As the size and heterogeneity of multimedia collections increase, analysing them in their entirety becomes infeasible. The data model should thus facilitate efficient filtering of parts of the collection needed in a given analytics session. It should further enable translation of features into representations allowing for seamless interactions with the system. Finally, both data model and query language should facilitate the dynamic choice of optimal retrieval algorithms.

3 Database Support

In this section we review the existing support for multimedia search on one hand and analytics workloads on the other. We conclude that existing work is indeed insufficient to cope with scalable multimedia analytics, as defined above, and discuss some techniques that can pave the way forward.

3.1 Multimedia Search

High-dimensional indexing has been studied for decades, but it is only during the last decade that some breakthroughs have been made: it is now possible to run efficient similarity searches at a truly large scale. Some of those approaches are main-memory based [3], while others adapt gracefully to disk-based collections [6], but they all employ some sort of approximation—either in the descriptor generation or during query processing—to trade efficiency for accuracy.

Recently, researchers have started applying big data analytics tools, such as Hadoop and Spark with their map-reduce programming model, to high-dimensional indexing [7]. The conclusion of this work so far is that while these big data tools can support very large collections and provide excellent throughput, they come nowhere close to providing the interactive query response times that are required for multimedia analytics workloads. Furthermore, none of these tools provide a data model that can represent any of the complexities of multimedia analytics collections adequately.

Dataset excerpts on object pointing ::

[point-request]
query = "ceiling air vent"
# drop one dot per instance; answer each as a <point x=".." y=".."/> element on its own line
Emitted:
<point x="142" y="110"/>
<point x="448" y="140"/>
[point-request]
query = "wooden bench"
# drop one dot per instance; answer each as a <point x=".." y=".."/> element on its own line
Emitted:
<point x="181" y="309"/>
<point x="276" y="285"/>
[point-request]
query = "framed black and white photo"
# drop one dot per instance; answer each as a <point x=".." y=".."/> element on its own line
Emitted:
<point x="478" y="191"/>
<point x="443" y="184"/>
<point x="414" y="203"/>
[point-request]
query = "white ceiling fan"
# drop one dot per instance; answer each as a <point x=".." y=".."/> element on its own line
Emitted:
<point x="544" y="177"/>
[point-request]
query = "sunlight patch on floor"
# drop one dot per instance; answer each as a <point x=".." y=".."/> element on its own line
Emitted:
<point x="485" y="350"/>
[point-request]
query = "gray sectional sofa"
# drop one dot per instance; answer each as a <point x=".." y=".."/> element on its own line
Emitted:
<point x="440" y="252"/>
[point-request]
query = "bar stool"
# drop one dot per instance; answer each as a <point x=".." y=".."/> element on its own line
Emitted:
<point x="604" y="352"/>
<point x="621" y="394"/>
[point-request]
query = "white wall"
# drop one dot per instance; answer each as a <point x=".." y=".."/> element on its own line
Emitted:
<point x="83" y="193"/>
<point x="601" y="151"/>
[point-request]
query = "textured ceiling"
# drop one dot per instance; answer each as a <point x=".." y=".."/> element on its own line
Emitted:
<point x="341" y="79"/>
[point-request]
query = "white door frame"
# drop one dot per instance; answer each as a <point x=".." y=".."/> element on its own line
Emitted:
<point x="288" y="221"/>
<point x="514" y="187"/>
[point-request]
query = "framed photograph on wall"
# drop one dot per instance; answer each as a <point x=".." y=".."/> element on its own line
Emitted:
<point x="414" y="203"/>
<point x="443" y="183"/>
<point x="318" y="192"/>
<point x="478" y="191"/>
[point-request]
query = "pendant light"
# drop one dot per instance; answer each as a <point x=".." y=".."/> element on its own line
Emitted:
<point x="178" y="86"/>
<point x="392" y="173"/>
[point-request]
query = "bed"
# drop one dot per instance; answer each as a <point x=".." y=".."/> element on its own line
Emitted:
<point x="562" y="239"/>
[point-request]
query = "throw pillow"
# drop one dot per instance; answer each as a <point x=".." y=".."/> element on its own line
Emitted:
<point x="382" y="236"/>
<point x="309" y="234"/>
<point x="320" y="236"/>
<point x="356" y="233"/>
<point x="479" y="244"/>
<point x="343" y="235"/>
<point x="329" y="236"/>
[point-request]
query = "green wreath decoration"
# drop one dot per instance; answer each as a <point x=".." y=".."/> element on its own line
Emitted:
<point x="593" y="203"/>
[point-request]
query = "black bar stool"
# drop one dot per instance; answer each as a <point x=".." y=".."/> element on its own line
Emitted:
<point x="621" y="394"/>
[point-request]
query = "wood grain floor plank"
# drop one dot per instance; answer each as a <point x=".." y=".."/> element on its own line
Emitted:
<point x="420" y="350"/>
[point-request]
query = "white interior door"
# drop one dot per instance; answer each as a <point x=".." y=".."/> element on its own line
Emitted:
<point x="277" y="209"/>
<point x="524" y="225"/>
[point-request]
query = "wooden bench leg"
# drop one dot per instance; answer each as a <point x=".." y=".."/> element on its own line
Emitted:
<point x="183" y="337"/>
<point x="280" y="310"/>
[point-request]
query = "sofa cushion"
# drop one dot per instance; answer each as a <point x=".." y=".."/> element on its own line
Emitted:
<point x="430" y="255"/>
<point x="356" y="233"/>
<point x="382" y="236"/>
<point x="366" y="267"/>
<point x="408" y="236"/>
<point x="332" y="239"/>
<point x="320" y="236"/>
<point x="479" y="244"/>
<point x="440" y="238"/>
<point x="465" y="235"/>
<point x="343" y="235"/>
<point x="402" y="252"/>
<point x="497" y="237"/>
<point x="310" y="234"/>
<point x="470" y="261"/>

...

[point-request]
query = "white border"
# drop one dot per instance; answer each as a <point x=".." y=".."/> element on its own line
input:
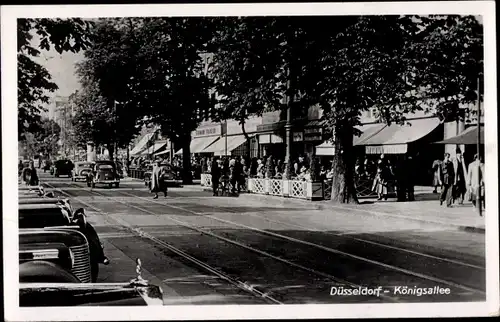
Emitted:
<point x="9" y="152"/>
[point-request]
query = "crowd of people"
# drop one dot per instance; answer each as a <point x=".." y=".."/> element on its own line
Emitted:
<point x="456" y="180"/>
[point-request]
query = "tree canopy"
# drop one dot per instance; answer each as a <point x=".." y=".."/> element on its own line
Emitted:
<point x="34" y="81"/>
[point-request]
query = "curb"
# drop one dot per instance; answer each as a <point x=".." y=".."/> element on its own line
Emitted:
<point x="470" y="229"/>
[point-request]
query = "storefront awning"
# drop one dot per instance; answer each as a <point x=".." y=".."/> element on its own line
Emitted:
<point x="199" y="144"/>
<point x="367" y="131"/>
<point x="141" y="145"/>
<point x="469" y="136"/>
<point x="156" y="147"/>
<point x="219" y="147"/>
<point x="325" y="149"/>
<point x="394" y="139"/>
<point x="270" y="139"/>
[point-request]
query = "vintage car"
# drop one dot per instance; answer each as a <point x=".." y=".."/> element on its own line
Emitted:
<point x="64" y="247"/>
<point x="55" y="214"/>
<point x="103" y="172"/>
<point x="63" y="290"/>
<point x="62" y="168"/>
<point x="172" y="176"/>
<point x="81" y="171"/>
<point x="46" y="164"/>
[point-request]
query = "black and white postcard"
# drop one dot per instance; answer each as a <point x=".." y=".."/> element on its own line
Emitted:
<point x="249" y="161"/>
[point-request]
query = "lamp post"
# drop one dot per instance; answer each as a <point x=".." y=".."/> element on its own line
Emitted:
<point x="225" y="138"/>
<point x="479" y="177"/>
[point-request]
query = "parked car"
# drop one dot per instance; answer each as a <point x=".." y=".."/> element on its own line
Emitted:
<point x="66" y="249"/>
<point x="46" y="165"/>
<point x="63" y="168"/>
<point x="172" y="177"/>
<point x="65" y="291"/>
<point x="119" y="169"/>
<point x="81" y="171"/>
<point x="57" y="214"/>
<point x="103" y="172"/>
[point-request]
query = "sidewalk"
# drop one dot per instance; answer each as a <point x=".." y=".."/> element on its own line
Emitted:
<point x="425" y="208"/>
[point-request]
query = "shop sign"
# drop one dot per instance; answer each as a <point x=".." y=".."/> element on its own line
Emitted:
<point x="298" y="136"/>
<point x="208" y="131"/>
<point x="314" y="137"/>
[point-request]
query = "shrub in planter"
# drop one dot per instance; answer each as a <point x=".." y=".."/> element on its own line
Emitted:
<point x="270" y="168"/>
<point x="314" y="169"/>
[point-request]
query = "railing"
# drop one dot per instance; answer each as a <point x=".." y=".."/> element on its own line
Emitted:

--

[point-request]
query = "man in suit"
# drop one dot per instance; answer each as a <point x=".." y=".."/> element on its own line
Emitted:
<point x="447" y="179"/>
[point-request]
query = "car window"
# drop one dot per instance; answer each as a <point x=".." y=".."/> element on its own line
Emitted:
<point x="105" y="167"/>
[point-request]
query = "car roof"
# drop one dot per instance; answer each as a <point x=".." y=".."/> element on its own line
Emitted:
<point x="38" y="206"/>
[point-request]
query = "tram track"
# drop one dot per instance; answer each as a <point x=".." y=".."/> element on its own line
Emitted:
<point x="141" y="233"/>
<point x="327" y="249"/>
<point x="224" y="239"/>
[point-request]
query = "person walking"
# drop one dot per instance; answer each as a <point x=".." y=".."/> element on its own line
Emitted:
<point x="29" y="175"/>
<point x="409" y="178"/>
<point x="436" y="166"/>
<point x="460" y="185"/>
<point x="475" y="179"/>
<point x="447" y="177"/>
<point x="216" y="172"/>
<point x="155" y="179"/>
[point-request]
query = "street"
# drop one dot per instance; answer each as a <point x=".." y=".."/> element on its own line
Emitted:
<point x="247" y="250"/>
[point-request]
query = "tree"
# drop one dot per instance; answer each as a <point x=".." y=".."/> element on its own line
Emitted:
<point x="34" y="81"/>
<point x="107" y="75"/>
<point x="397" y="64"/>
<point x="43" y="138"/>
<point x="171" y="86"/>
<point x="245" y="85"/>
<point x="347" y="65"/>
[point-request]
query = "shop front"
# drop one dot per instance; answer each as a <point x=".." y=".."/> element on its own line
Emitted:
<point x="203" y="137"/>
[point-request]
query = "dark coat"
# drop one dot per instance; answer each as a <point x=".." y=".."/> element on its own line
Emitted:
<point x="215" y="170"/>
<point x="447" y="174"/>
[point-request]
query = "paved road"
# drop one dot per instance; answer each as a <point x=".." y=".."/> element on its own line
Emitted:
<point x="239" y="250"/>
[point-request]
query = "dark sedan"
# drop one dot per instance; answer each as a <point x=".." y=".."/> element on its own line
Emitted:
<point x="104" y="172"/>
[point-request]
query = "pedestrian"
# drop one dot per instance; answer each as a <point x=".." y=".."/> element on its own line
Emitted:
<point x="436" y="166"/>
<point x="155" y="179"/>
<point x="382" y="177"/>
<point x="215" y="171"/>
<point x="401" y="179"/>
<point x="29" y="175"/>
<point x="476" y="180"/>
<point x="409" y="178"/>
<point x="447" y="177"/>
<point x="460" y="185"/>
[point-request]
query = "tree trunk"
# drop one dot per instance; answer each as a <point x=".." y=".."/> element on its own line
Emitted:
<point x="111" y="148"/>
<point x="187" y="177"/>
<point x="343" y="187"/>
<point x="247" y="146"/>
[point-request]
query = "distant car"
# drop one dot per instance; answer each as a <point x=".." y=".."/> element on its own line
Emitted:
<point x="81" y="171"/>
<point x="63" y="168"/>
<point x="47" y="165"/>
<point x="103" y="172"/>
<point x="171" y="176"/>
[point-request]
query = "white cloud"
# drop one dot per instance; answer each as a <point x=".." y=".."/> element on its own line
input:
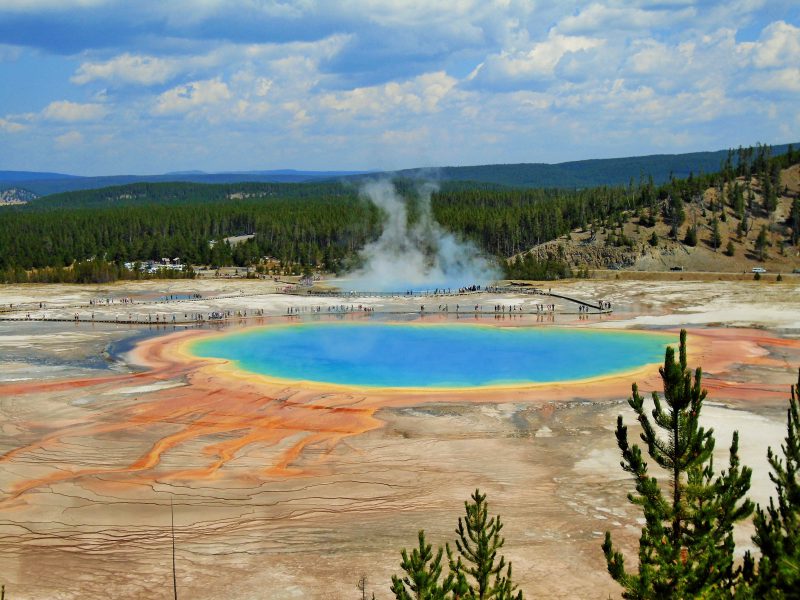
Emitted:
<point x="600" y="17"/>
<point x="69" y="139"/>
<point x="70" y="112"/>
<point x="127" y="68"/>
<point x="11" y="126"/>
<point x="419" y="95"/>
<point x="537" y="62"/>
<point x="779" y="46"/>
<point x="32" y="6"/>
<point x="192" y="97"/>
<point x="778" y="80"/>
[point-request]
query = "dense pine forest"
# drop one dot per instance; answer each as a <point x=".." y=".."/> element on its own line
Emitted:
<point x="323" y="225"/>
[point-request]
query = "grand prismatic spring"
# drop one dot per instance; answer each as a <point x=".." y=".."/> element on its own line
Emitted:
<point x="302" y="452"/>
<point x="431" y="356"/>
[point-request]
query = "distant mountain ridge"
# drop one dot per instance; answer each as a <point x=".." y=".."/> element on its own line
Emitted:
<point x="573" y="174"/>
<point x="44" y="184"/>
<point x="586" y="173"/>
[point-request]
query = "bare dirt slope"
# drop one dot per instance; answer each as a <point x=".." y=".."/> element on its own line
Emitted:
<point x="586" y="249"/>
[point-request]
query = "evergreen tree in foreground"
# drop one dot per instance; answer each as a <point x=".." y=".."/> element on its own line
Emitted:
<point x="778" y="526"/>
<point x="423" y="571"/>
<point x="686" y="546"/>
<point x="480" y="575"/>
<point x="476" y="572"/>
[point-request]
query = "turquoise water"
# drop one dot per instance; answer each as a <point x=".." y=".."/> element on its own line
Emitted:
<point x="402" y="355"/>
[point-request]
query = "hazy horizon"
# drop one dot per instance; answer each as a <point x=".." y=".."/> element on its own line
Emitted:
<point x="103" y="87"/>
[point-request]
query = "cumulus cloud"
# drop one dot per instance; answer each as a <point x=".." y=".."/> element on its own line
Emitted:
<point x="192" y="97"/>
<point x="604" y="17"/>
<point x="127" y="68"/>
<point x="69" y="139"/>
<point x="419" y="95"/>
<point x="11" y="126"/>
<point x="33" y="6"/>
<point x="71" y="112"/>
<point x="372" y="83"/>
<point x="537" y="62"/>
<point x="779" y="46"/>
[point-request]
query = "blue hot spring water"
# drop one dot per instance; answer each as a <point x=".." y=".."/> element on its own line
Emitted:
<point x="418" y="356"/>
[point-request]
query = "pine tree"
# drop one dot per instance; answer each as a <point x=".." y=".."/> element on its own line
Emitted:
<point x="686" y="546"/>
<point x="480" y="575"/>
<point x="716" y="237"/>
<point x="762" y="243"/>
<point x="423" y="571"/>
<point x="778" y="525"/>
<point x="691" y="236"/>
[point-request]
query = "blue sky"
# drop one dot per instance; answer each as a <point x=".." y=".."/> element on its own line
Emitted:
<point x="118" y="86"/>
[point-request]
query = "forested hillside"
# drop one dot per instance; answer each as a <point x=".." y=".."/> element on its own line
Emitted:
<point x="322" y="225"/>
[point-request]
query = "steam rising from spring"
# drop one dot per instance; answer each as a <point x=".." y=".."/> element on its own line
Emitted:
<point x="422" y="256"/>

Set exercise ::
List every bracketed reference number cited in the passage on database support for multimedia analytics.

Output for this task ::
[3], [6], [7]